◆ SOURCE EXTRACT
----

The FOMC's polices were designed to put downward pressure on long term interest rates and mortgage rates. Despite the Fed's polices, interest rates on long term Treasuries and mortgage rates have risen considerably over the past two months. Both were driven higher because markets were afraid the Fed will announce an end to their purchases.



No Changes in FOMC Accommodative Stance of Monetary PolicyEven though the Fed announced in the statement that they would continue to buy MBS and Treasuries, interest rates are still rising. 10 year Treasury yields closed last Friday at 2.14 percent. Right after the FOMC's statement was released on June 19, 10 year yields spiked but settled down and closed at 2.20 percent, 1 basis points higher than the day before.

10 Year Bond Yields Move Sharply Higher Today


As of June 20 at 1:30 PM 10 year yields are rising sharply again. The current 10 year yield is at 2.43 percent, up 13 basis points from yesterday's closing. Although treasury yields have starting moving higher, fixed long term mortgage interest rates have fallen for the first time in seven weeks but the declines are only temporary.

In this in this week's Primary Mortgage Market Survey, released by Freddie Mac, average 30 year mortgage rates declined to 3.93 percent, down from last week's average of 3.98 percent. Average 15 year rates declined to 3.04 percent, down from last week's average of 3.10 percent.

Future Short Term Direction of Mortgage Rates


The decline in average mortgage rates will be short lived since mortgage rates are tied to 10 year U.S. Treasury yields. When yields move higher on Treasuries, mortgage rates also move higher. With current 10 year yields closing in at 2.50 percent we could see 30 year mortgage rates increase to 4.25 percent sometime this weekend. 15 year rates could move as high as 3.25 percent.

----

◆ BRIEF 1
In the records, copy every line from the line with "Point out the plastic" to the line with "[(244, 114), (112, 130), (23, 132), (191, 123)]" with no changes.

----

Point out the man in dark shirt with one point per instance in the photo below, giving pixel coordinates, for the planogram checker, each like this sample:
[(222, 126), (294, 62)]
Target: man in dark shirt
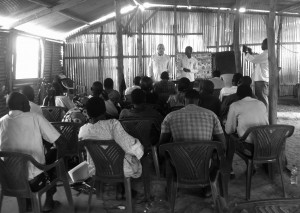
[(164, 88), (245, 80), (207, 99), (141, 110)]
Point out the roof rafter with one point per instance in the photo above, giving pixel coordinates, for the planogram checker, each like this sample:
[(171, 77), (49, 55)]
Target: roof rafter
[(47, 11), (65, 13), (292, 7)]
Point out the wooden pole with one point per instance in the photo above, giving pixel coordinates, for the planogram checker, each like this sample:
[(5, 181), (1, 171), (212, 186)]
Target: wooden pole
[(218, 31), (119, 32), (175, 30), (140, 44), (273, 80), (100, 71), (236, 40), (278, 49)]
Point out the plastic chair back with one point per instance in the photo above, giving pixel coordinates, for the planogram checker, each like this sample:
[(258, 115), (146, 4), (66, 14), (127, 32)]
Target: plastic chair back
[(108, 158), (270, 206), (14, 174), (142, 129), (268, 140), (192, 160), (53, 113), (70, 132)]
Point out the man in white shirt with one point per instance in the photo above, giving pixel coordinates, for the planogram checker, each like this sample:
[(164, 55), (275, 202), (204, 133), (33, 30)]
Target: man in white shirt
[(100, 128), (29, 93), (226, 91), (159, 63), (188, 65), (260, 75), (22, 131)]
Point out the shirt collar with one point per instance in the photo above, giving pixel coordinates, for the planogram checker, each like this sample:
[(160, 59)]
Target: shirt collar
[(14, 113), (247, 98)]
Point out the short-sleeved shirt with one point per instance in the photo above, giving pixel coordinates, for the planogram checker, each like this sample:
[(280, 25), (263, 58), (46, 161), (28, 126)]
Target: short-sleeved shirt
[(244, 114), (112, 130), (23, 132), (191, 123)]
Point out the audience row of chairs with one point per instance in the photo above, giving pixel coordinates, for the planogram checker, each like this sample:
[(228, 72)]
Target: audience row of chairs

----

◆ BRIEF 2
Reproduce the passage on mortgage rates from "The FOMC's polices" to "the day before.", putting "Treasury bonds" wherever "Treasuries" appears.

◆ EXERCISE SOLUTION 1
Point out the plastic chair back with one point per instance in the photo above, giving pixel coordinates, for the planogram checker, each like this sample:
[(258, 115), (146, 4), (66, 14), (127, 32)]
Target: plastic chair back
[(108, 158), (270, 206), (14, 174), (142, 129), (268, 140), (192, 160), (53, 113), (70, 132)]
Point out the man in white shirt with one point per instance in the photo above, giving pixel coordinates, for the planogram checker, each like this sample:
[(164, 55), (275, 202), (204, 133), (33, 30)]
Target: man in white shirt
[(100, 128), (29, 93), (226, 91), (159, 63), (188, 65), (260, 75), (22, 131)]
Point out the shirt collar with one point per instance in the photo above, giving pixel coordinates, for the planogram checker, each like this sample:
[(160, 59)]
Target: shirt collar
[(14, 113), (247, 98)]
Point out the short-sleeved shirt with one point per instance in the photo above, giving pixel coordinates, for the planogram checker, each like this sample:
[(280, 25), (263, 58), (46, 161), (28, 126)]
Target: short-sleeved shirt
[(244, 114), (112, 130), (23, 132), (191, 123)]

◆ EXERCISE SOLUTION 2
The FOMC's polices were designed to put downward pressure on long term interest rates and mortgage rates. Despite the Fed's polices, interest rates on long term Treasury bonds and mortgage rates have risen considerably over the past two months. Both were driven higher because markets were afraid the Fed will announce an end to their purchases.



No Changes in FOMC Accommodative Stance of Monetary PolicyEven though the Fed announced in the statement that they would continue to buy MBS and Treasury bonds, interest rates are still rising. 10 year Treasury yields closed last Friday at 2.14 percent. Right after the FOMC's statement was released on June 19, 10 year yields spiked but settled down and closed at 2.20 percent, 1 basis points higher than the day before.